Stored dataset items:
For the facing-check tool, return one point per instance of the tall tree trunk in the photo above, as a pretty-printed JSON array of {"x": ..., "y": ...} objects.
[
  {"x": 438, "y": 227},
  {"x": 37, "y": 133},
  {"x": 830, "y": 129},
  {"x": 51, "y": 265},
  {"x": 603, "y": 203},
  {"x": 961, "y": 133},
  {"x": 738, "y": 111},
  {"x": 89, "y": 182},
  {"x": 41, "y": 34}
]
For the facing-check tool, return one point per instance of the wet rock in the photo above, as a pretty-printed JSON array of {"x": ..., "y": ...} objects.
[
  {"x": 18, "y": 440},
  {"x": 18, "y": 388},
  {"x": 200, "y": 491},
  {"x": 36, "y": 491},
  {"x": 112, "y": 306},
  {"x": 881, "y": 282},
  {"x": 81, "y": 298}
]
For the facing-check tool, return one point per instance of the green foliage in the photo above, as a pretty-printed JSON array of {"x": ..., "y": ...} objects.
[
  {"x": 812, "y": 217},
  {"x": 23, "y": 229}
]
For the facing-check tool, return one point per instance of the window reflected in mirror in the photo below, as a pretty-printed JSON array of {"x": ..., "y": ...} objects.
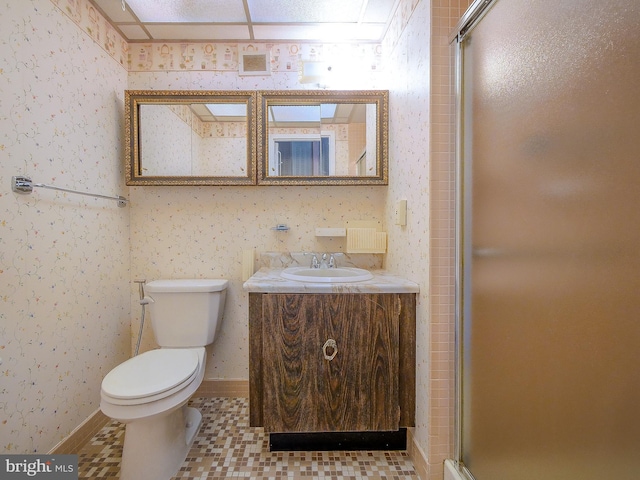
[
  {"x": 322, "y": 137},
  {"x": 191, "y": 138}
]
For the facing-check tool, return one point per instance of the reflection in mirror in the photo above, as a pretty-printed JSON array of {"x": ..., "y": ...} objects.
[
  {"x": 323, "y": 137},
  {"x": 190, "y": 138}
]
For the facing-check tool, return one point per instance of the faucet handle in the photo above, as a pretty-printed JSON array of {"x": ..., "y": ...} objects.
[{"x": 315, "y": 263}]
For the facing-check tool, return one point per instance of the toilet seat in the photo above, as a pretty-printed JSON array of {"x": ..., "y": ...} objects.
[{"x": 151, "y": 376}]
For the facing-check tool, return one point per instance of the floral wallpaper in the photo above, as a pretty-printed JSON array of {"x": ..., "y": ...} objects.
[{"x": 64, "y": 259}]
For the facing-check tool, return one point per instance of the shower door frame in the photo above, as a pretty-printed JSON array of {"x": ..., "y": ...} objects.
[{"x": 470, "y": 19}]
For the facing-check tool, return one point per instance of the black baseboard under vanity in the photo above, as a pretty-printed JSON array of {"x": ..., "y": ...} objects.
[{"x": 326, "y": 441}]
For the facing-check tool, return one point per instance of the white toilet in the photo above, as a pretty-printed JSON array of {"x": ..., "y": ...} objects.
[{"x": 149, "y": 392}]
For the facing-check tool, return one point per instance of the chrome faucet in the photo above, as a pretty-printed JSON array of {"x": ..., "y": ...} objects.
[{"x": 327, "y": 260}]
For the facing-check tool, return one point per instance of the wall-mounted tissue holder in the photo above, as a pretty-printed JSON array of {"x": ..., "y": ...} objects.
[{"x": 365, "y": 237}]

§ **What the exercise asks**:
Output the data above exactly. Drop every picture.

§ **Reply to the exercise**:
For the facing-check tool, return one point per instance of the tall tree trunk in the photo above, as a pretty-printed JSON array of {"x": ..., "y": ...} objects.
[
  {"x": 438, "y": 227},
  {"x": 37, "y": 133},
  {"x": 830, "y": 129},
  {"x": 51, "y": 265},
  {"x": 603, "y": 203},
  {"x": 961, "y": 133},
  {"x": 738, "y": 111},
  {"x": 89, "y": 182},
  {"x": 41, "y": 34}
]
For the facing-check tool, return one point per instance of the wet rock in the photo above, as a pretty-printed JSON array of {"x": ..., "y": ...} objects.
[
  {"x": 18, "y": 440},
  {"x": 18, "y": 388},
  {"x": 200, "y": 491},
  {"x": 36, "y": 491},
  {"x": 112, "y": 306},
  {"x": 881, "y": 282},
  {"x": 81, "y": 298}
]
For the facing-check tool, return one point per instance of the green foliage in the photo above, as a pretty-printed JSON array of {"x": ..., "y": ...} objects.
[
  {"x": 812, "y": 217},
  {"x": 23, "y": 229}
]
For the facing-check tool, return one point per instance of the window reflected in mirror in the photo below, as a pretty-printed JSON array of {"x": ..., "y": ...} objects.
[
  {"x": 322, "y": 137},
  {"x": 191, "y": 138}
]
For the facing-check tool, return one point per instance of the reflection in mirror in the photo above, as a pretty-printed JSON array of {"x": ..., "y": ...} objects.
[
  {"x": 323, "y": 137},
  {"x": 190, "y": 138}
]
For the facing-check tool, return one point per instance of the faucet handle in the photo above, as a pretty-printed JSON array of {"x": ..., "y": ...} objects.
[{"x": 315, "y": 263}]
For the facing-check tool, return one point per instance of the toilet seat in the photo above, as a pretty-printed JSON array of {"x": ..., "y": ...} objects.
[{"x": 151, "y": 376}]
For the facing-check tool, return one point per instance of the floral wallpaper in the photo above, as a pretty-printed JSON array of {"x": ..., "y": ...} objects.
[{"x": 64, "y": 259}]
For the facing-check tool, return one point per instance of the shower door frame in the photo above, as a pretty-printed JSON array of {"x": ..., "y": ...} objects.
[{"x": 470, "y": 19}]
For the facing-check tool, return one point per instance of the black baseboard under vanity in the photo above, as a pretty-printed JSON array of {"x": ..., "y": ...} objects.
[{"x": 326, "y": 441}]
For the facing-check tool, return one point per instance of the white toilet in the photo above, as a pretty-printed JSON array of {"x": ..., "y": ...} objects.
[{"x": 149, "y": 392}]
For the facing-check tool, return one point per instance of the chrome faucet in the photo above, as a pretty-printed JSON array of {"x": ..., "y": ...} objects.
[{"x": 327, "y": 260}]
For the facing-check tool, return one point per instance of the wall-mounted tissue holder in the photo above, as a pretty-printed JSON array of {"x": ..., "y": ...} objects.
[{"x": 365, "y": 237}]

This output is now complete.